> [WHAT YOU ARE ASKED TO DO]:
Render every line of the listing below as a Markdown table with two columns, Row for a running number and Entry for the line itself, and skip any blank lines.

> [EXTRACTED MATERIAL]:
(begin)

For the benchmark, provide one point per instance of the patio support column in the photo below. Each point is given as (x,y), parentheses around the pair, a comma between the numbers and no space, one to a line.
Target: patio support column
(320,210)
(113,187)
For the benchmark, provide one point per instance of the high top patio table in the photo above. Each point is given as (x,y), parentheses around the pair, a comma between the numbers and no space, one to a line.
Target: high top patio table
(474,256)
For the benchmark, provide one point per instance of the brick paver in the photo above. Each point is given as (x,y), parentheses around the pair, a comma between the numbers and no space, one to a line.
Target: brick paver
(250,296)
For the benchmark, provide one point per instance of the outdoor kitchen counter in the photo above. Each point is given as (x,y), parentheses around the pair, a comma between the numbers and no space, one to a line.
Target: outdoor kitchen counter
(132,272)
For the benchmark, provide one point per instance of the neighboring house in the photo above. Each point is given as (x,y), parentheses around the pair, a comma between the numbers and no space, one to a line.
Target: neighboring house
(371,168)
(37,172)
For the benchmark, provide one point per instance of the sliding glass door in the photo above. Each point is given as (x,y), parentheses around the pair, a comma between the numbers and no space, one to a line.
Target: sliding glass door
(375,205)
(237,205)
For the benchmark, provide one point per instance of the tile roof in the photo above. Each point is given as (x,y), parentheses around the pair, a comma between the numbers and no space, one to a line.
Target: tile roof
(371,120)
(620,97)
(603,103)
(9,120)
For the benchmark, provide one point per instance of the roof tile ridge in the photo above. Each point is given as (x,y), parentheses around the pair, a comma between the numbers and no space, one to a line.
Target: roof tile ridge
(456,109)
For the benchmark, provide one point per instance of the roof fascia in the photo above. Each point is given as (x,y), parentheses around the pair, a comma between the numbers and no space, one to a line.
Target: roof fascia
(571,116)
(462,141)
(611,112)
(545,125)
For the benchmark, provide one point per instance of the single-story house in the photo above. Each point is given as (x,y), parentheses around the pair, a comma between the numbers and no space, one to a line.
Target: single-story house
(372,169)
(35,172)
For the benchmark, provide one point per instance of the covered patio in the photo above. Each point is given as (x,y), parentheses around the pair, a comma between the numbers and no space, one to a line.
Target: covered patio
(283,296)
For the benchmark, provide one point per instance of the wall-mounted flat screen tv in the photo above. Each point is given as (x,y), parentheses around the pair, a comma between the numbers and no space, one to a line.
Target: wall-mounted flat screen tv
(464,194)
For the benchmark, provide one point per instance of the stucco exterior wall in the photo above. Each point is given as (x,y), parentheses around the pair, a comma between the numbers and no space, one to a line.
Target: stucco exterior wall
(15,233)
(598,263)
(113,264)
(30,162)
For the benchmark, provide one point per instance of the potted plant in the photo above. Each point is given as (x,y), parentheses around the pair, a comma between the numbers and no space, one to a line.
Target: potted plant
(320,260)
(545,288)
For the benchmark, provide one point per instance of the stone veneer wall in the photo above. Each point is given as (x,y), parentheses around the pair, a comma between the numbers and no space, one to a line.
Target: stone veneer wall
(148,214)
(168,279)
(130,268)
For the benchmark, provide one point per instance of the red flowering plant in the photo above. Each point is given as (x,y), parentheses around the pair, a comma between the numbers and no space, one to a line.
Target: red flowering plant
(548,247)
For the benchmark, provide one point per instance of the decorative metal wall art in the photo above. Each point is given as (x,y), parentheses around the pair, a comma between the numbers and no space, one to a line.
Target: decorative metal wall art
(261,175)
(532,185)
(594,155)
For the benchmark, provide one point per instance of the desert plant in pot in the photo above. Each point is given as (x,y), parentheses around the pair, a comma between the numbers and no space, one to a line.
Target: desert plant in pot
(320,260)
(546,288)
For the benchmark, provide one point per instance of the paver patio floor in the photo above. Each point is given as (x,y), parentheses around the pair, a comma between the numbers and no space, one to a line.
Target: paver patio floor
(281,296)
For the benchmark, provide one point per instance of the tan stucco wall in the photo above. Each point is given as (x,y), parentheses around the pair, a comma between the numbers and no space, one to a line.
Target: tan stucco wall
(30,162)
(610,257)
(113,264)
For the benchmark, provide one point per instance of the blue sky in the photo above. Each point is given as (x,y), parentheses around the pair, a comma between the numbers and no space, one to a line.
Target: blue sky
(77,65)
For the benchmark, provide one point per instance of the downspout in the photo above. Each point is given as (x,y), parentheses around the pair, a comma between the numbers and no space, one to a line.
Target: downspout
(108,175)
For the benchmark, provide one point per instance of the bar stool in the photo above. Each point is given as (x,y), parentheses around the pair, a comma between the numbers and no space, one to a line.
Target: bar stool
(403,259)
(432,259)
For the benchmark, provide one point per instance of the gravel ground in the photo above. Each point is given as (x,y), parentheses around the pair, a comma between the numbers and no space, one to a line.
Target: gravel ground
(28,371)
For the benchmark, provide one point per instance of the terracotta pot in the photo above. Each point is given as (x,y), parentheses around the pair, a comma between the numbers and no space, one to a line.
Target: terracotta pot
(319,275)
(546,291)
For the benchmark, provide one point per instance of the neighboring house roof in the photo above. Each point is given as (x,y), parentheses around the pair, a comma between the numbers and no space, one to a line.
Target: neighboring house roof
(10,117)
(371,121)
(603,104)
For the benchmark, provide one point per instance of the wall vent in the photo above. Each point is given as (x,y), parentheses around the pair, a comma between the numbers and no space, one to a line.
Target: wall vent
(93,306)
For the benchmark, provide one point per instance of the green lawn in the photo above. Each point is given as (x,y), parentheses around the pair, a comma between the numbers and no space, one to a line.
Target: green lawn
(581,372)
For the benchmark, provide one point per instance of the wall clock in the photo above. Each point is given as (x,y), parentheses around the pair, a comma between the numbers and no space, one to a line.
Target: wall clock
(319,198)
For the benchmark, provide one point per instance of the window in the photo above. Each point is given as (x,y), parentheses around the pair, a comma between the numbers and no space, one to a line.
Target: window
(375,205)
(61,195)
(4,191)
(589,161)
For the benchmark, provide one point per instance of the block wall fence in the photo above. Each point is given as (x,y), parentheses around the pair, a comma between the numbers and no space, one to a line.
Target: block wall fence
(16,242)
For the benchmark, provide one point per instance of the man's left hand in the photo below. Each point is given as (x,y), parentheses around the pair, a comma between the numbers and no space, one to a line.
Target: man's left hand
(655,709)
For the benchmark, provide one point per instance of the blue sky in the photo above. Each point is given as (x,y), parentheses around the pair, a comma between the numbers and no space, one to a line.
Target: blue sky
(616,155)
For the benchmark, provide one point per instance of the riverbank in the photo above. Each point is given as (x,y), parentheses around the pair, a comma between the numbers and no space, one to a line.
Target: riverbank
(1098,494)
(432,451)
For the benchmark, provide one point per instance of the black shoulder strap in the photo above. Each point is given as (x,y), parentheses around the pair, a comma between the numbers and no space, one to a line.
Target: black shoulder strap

(end)

> [FINAL ANSWER]:
| Row | Entry |
|---|---|
| 1 | For the benchmark, provide one point per instance of the patio support column in the photo below. Each point is given as (x,y), parentheses around the pair, a comma between the numbers and no space, one to a line. |
| 2 | Target: patio support column |
| 3 | (320,210) |
| 4 | (113,187) |
| 5 | For the benchmark, provide one point per instance of the high top patio table in the photo above. Each point is given as (x,y), parentheses around the pair, a comma between the numbers and no space, one to a line. |
| 6 | Target: high top patio table |
| 7 | (474,256) |
| 8 | For the benchmark, provide one point per instance of the brick paver in the photo above. Each point is given as (x,y), parentheses around the pair, a comma between the numbers and no space, one to a line. |
| 9 | Target: brick paver |
| 10 | (250,296) |
| 11 | For the benchmark, provide one point per instance of the outdoor kitchen counter in the photo above. Each point is given as (x,y), parentheses around the pair, a comma between the numbers and no space, one to a line. |
| 12 | Target: outdoor kitchen counter |
| 13 | (132,272) |
| 14 | For the benchmark, provide one point per instance of the neighboring house in the photo above. Each point is given as (x,y), parentheses around the pair, a comma between the numbers and no space, one to a line. |
| 15 | Target: neighboring house |
| 16 | (371,168) |
| 17 | (37,172) |
| 18 | For the benchmark, provide one point per instance of the sliding glass door in the photo above. Each point is given as (x,y), parentheses around the pair, a comma between the numbers and no space, one to a line. |
| 19 | Target: sliding glass door |
| 20 | (375,205) |
| 21 | (237,205) |
| 22 | For the benchmark, provide one point per instance of the tile roof in the photo above. Each point is given as (x,y), parentheses around the pair, a comma between the numbers and no space, one to a line. |
| 23 | Target: tile roof |
| 24 | (371,120) |
| 25 | (620,97) |
| 26 | (603,103) |
| 27 | (9,120) |
| 28 | For the benchmark, provide one point per instance of the roof tile ridge in the photo above. Each point is given as (x,y), parentheses around the pair, a comma between the numbers and no space, one to a line. |
| 29 | Target: roof tile ridge |
| 30 | (456,109) |
| 31 | For the benchmark, provide one point per instance of the roof fascia in the photo above. Each point is given as (x,y), parentheses around the pair, a comma between the numbers and no space, one to a line. |
| 32 | Target: roof fascia |
| 33 | (571,116) |
| 34 | (462,141) |
| 35 | (611,112) |
| 36 | (545,125) |
| 37 | For the benchmark, provide one point per instance of the single-story house in the photo above. Each point is given as (x,y), parentheses around the pair, a comma between the numbers and no space, one to a line. |
| 38 | Target: single-story house |
| 39 | (372,169) |
| 40 | (35,172) |
| 41 | For the benchmark, provide one point per instance of the covered patio in the photo above. Each point is given as (x,y), parentheses around the pair, a comma between the numbers and no space, one to a line. |
| 42 | Target: covered patio |
| 43 | (283,296) |
| 44 | For the benchmark, provide one point per instance of the wall-mounted flat screen tv in the photo above. Each point is given as (x,y), parentheses around the pair, a comma between the numbers and no space, one to a line. |
| 45 | Target: wall-mounted flat screen tv |
| 46 | (464,194) |
| 47 | For the benchmark, provide one point per instance of the stucco exterior wall in the photo above. Each point is given as (x,y), parentheses around the pair, a comma between the numbers and no space, one to a line. |
| 48 | Target: stucco exterior wall |
| 49 | (15,233) |
| 50 | (598,263) |
| 51 | (113,264) |
| 52 | (30,162) |
| 53 | For the benchmark, provide one point per instance of the potted plant in the photo above. Each point is given as (x,y), parentheses around the pair, a comma between the numbers and no space, one to a line. |
| 54 | Target: potted plant |
| 55 | (320,260) |
| 56 | (545,288) |
| 57 | For the benchmark, provide one point per instance of the stone veneer wall in the photo above. Each point is given as (x,y), parentheses around the pair, a comma between the numbers and no space, one to a line. |
| 58 | Target: stone veneer wall |
| 59 | (148,214) |
| 60 | (168,279) |
| 61 | (130,268) |
| 62 | For the benchmark, provide one point per instance of the red flowering plant in the photo above. Each point is given as (x,y), parentheses around the pair, a comma between the numbers and no space, one to a line. |
| 63 | Target: red flowering plant |
| 64 | (548,247) |
| 65 | For the benchmark, provide one point per instance of the decorative metal wall art in the photo above. Each point is given as (x,y), parentheses around the pair, a comma between the numbers and no space, one to a line. |
| 66 | Target: decorative metal wall art |
| 67 | (261,175) |
| 68 | (532,185) |
| 69 | (594,155) |
| 70 | For the benchmark, provide one point per instance of the desert plant in pot in the photo above. Each point is given as (x,y), parentheses around the pair, a comma between the numbers and no space, one to a line. |
| 71 | Target: desert plant in pot |
| 72 | (320,260) |
| 73 | (546,288) |
| 74 | For the benchmark, provide one point per instance of the paver patio floor in the photo above. Each point is given as (x,y), parentheses around the pair, a comma between the numbers and no space, one to a line. |
| 75 | Target: paver patio floor |
| 76 | (281,296) |
| 77 | For the benchmark, provide one point per instance of the tan stucco wall in the photo above. Each point is given as (x,y), parentheses around the pair, a comma between the numbers and no space, one to a line. |
| 78 | Target: tan stucco wall |
| 79 | (30,162) |
| 80 | (610,257) |
| 81 | (113,264) |
| 82 | For the benchmark, provide one point per instance of the blue sky in the photo above. Each point is given as (x,y), parentheses around the pair, a comma between the numbers and no space, one to a line. |
| 83 | Target: blue sky |
| 84 | (77,65) |
| 85 | For the benchmark, provide one point per instance of the downspout in the photo above. Each point is given as (x,y), parentheses around the pair, a comma between the numbers and no space, one to a line. |
| 86 | Target: downspout |
| 87 | (108,175) |
| 88 | For the benchmark, provide one point per instance of the bar stool in the photo above. Each point is given as (x,y), parentheses around the pair, a comma between the numbers and no space, one to a line. |
| 89 | Target: bar stool |
| 90 | (403,259) |
| 91 | (432,259) |
| 92 | For the benchmark, provide one point per instance of the gravel ground in the photo above. Each point is given as (x,y), parentheses around the pair, a comma between the numbers and no space, one to a line. |
| 93 | Target: gravel ground |
| 94 | (28,371) |
| 95 | For the benchmark, provide one point per instance of the terracotta pot in the photo above. Each point is given as (x,y), parentheses around the pair, a comma between the numbers and no space, one to a line. |
| 96 | Target: terracotta pot |
| 97 | (319,275) |
| 98 | (546,291) |
| 99 | For the benchmark, provide one point per instance of the neighboring house roof in the photo above. Each point is given as (x,y), parentheses around the pair, a comma between the numbers and no space, one to a line. |
| 100 | Target: neighboring house roof |
| 101 | (10,117) |
| 102 | (371,121) |
| 103 | (603,104) |
| 104 | For the benchmark, provide one point per instance of the wall vent in the photo above. Each point is given as (x,y), parentheses around the pair, a comma between the numbers and no space, one to a line. |
| 105 | Target: wall vent |
| 106 | (93,306) |
| 107 | For the benchmark, provide one point per instance of the green lawn in the photo above. Each point is given as (x,y), parentheses around the pair, a comma between the numbers and no space, one to a line. |
| 108 | Target: green lawn |
| 109 | (581,372) |
| 110 | For the benchmark, provide one point per instance of the wall clock in the photo above. Each point is given as (x,y), parentheses around the pair, a comma between the numbers and no space, one to a line. |
| 111 | Target: wall clock |
| 112 | (319,198) |
| 113 | For the benchmark, provide one point per instance of the window in the photo above. Each point is given as (x,y), parentheses around the pair, a comma between the numbers and no space, one to a line. |
| 114 | Target: window |
| 115 | (375,205) |
| 116 | (61,195) |
| 117 | (4,191) |
| 118 | (589,161) |
| 119 | For the benchmark, provide one point per instance of the block wall fence in the photo above. Each point is given as (x,y), parentheses around the pair, a comma between the numbers and no space, one to a line. |
| 120 | Target: block wall fence |
| 121 | (16,242) |
| 122 | For the benchmark, provide one point per instance of the man's left hand in the photo below. Each point is given as (x,y), parentheses around the pair, a comma between the numbers and no space, one to a line. |
| 123 | Target: man's left hand |
| 124 | (655,709) |
| 125 | For the benchmark, provide one point per instance of the blue sky in the photo above. Each point is given as (x,y), parentheses around the pair, a comma between the numbers and no space, one to a line. |
| 126 | Target: blue sky |
| 127 | (616,155) |
| 128 | For the benchmark, provide one point per instance of the riverbank in the photo above. Each point is given as (x,y), parentheses around the pair, a comma between the numbers and no space, one to a line. |
| 129 | Target: riverbank |
| 130 | (1098,494) |
| 131 | (432,451) |
| 132 | For the benchmark, provide one point per instance of the black shoulder strap in the photo above. Each point is given as (x,y), parentheses around the pair, a comma between the numbers and no space, one to a line. |
| 133 | Target: black shoulder strap |